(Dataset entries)

-.-.-

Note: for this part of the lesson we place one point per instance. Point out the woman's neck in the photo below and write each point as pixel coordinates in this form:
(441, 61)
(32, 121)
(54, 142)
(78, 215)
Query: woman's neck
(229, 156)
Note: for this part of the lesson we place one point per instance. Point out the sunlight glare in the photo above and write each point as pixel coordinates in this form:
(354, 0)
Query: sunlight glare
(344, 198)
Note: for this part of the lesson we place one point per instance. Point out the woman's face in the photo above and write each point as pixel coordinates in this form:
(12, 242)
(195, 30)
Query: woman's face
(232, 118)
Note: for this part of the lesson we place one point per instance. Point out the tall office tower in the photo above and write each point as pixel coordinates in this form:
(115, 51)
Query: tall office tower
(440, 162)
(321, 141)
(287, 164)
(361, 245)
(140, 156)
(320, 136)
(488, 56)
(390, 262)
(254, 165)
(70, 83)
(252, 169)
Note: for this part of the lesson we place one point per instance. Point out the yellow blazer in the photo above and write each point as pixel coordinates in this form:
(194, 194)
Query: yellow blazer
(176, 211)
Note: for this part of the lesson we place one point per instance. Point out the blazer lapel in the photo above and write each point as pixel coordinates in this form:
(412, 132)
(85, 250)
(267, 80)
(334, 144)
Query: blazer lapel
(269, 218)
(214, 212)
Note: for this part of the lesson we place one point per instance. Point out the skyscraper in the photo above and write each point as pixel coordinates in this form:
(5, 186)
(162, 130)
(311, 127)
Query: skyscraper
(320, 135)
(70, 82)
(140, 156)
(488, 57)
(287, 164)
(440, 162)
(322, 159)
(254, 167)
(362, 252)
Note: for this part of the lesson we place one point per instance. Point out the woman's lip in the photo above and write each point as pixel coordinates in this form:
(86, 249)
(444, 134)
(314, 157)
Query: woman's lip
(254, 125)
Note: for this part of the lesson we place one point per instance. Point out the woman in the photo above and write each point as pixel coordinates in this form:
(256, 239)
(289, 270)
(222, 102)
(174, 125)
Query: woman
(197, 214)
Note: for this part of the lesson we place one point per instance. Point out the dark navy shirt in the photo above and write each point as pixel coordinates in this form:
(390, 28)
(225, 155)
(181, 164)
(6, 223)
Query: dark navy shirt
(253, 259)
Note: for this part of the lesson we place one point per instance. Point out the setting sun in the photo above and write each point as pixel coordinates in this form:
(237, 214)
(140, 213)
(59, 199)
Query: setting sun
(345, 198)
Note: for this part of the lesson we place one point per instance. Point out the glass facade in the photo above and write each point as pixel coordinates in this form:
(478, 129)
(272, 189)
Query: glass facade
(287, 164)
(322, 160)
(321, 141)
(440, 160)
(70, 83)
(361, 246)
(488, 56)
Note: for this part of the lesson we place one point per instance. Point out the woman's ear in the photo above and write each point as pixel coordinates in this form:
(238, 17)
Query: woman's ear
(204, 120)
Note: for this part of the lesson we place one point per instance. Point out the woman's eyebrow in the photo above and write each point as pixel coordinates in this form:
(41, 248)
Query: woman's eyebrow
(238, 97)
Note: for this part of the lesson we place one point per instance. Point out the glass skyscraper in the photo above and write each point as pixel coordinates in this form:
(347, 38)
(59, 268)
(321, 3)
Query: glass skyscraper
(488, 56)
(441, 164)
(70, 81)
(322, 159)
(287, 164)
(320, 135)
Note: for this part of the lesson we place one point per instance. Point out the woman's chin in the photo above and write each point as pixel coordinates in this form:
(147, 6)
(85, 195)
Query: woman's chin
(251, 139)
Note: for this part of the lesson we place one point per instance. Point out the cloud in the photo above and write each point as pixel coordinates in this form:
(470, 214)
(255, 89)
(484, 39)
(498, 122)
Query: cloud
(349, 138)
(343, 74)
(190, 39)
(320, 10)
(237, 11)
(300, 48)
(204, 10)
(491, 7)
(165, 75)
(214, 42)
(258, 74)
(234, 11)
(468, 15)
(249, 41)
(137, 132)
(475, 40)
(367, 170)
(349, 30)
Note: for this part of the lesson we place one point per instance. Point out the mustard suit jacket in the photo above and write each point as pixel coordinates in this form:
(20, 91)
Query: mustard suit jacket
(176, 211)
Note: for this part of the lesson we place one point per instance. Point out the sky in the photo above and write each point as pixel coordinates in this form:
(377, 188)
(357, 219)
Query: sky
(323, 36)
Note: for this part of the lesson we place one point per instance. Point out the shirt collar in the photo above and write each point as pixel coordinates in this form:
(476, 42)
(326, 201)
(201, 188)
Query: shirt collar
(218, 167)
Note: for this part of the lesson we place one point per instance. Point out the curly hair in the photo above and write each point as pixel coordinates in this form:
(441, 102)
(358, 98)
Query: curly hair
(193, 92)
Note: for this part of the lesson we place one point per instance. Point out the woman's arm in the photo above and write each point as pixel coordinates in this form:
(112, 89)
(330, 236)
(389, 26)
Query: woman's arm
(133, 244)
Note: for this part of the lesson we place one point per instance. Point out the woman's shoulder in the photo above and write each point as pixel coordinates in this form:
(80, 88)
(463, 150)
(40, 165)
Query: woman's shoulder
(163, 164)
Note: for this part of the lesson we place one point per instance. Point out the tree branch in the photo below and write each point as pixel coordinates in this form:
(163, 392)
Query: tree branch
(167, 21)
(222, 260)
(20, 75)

-.-.-

Problem statement » Nothing should be missing: every line above must be reproduced exactly.

Exercise answer »
Note: for this part of the lesson we place one point per instance. Point out the woman's neck in the photo below and write each point as pixel coordinates in this form:
(441, 61)
(32, 121)
(54, 142)
(78, 215)
Query: woman's neck
(229, 156)
Note: for this part of the lesson we place one point per instance. Point out the sunlight glare in the photo above and write each point as pixel coordinates in this form:
(354, 0)
Query: sunlight glare
(344, 198)
Note: for this part of the lesson we place one point per instance. Point out the woman's face in the photo above and write each point as pixel coordinates in this form:
(12, 242)
(195, 30)
Query: woman's face
(232, 118)
Note: for this part of the lesson we place one point per instance. Point out the tall office tower in the photo above and write each point as pixel coordinates in this form:
(115, 51)
Query: tall office tower
(440, 162)
(321, 141)
(287, 164)
(361, 245)
(140, 156)
(320, 136)
(488, 56)
(390, 262)
(254, 165)
(70, 83)
(252, 169)
Note: for this part of the lesson we place one point per instance. Point out the yellow blazer in the photo above and write each point as pixel coordinates in this form:
(194, 194)
Query: yellow blazer
(176, 211)
Note: for this part of the lesson we place one point per instance. Point out the blazer lapel in the photo above and write each point as pixel coordinates in this form:
(412, 132)
(85, 250)
(267, 80)
(334, 144)
Query: blazer lapel
(269, 218)
(214, 212)
Note: for this part of the lesson we place one point per instance. Point out the skyscraper in the photo above and write each point as pixel coordinates in this form:
(5, 186)
(162, 130)
(311, 127)
Query: skyscraper
(320, 135)
(70, 82)
(140, 156)
(488, 57)
(287, 164)
(440, 162)
(322, 159)
(254, 167)
(362, 252)
Note: for this part of the lesson we place one point per instance. Point out the woman's lip in the photo above and write each point as pixel coordinates in this form:
(86, 249)
(444, 134)
(314, 157)
Query: woman's lip
(254, 125)
Note: for this part of the lesson we place one point per instance. Point out the woman in the photo above and write each point as pixel coordinates in this form:
(256, 239)
(289, 270)
(222, 102)
(174, 125)
Query: woman
(197, 214)
Note: for this part of the lesson we place one point per instance. Point out the dark navy shirt in the photo above and write each point as pixel coordinates in this form:
(390, 28)
(225, 155)
(181, 164)
(6, 223)
Query: dark navy shirt
(253, 259)
Note: for this part of the lesson we place one point per instance. Point out the setting sun in the photo above and write each point as pixel coordinates in this form:
(237, 214)
(140, 213)
(59, 199)
Query: setting sun
(345, 198)
Note: for this part of the lesson we place one point per instance. Point out the glass facade in the photo above and write each point as pixel coordinates in this form:
(478, 129)
(272, 189)
Query: glass facade
(287, 164)
(322, 160)
(321, 141)
(440, 160)
(70, 83)
(361, 246)
(488, 56)
Note: for this part of the lesson we place one point per instance. Point out the woman's ear in the photo above and write each point as pixel coordinates in this form:
(238, 17)
Query: woman's ear
(204, 120)
Note: for this part of the lesson we place one point per instance. Point out the woman's eyebrow in the photo above and write each point as pixel coordinates in this form:
(41, 248)
Query: woman's eyebrow
(238, 97)
Note: for this part of the lesson we place one point per instance. Point out the glass skyscraper in the photo above and write each point as pixel coordinates in this form:
(347, 38)
(59, 268)
(321, 3)
Query: glass skyscraper
(488, 56)
(441, 164)
(70, 81)
(322, 159)
(287, 164)
(320, 135)
Note: for this part of the lesson we place one point per instance. Point out the woman's chin in the photo above and write each point as pixel coordinates in this form:
(147, 6)
(85, 195)
Query: woman's chin
(251, 139)
Note: for this part of the lesson we place one point per instance. Point out the cloud in the photo above and write each point as pixel coordinates in this form:
(470, 214)
(255, 89)
(484, 39)
(498, 122)
Query: cloud
(349, 138)
(343, 74)
(190, 39)
(320, 10)
(237, 11)
(300, 48)
(204, 10)
(491, 7)
(165, 75)
(214, 42)
(258, 74)
(234, 11)
(468, 15)
(249, 41)
(137, 132)
(475, 40)
(367, 170)
(349, 30)
Note: for this part of the lesson we place one point per instance. Point out the mustard suit jacket in the photo above and write each point as pixel coordinates in this form:
(20, 91)
Query: mustard suit jacket
(176, 211)
Note: for this part of the lesson we place one point per instance. Point out the sky in the photo above and write each point as pixel coordinates in this form:
(377, 188)
(357, 219)
Query: sky
(323, 36)
Note: for this part of the lesson we place one point per instance. Point out the shirt collar in the photo above and write each point as pixel coordinates in this form:
(476, 42)
(326, 201)
(201, 188)
Query: shirt collar
(218, 167)
Note: for this part of the lesson we place one point per instance. Point out the curly hair in the photo above and write each point as pixel coordinates in this form:
(441, 102)
(358, 98)
Query: curly hair
(193, 92)
Note: for this part of the lesson we place one point per instance. Point out the woman's arm in the photo above and write each point as pixel coordinates in this form:
(112, 89)
(330, 236)
(389, 26)
Query: woman's arm
(133, 244)
Note: for this part of the lesson we place one point per instance. Point out the woman's shoulder in the photo above and write each point as pixel coordinates in this form:
(80, 88)
(463, 150)
(40, 165)
Query: woman's shoulder
(163, 164)
Note: for this part of the lesson we place one point per instance. Point out the tree branch in the photo below and write each point as pixel coordinates in this form:
(163, 392)
Query: tree branch
(167, 21)
(222, 260)
(20, 75)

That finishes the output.